== Stated exercise ==
Turn the lines below into a numbered list, skipping any blank lines and leaving out the pictures.

== Data section ==

[start]

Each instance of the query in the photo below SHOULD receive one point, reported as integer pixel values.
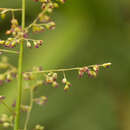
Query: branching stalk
(30, 109)
(8, 108)
(20, 66)
(67, 69)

[end]

== Output for this task ==
1. Each instance of the query in the photo below SHOULD receive one point, reported as integer pixel values.
2. Query: branching stalk
3. (30, 109)
4. (8, 108)
5. (20, 66)
6. (67, 69)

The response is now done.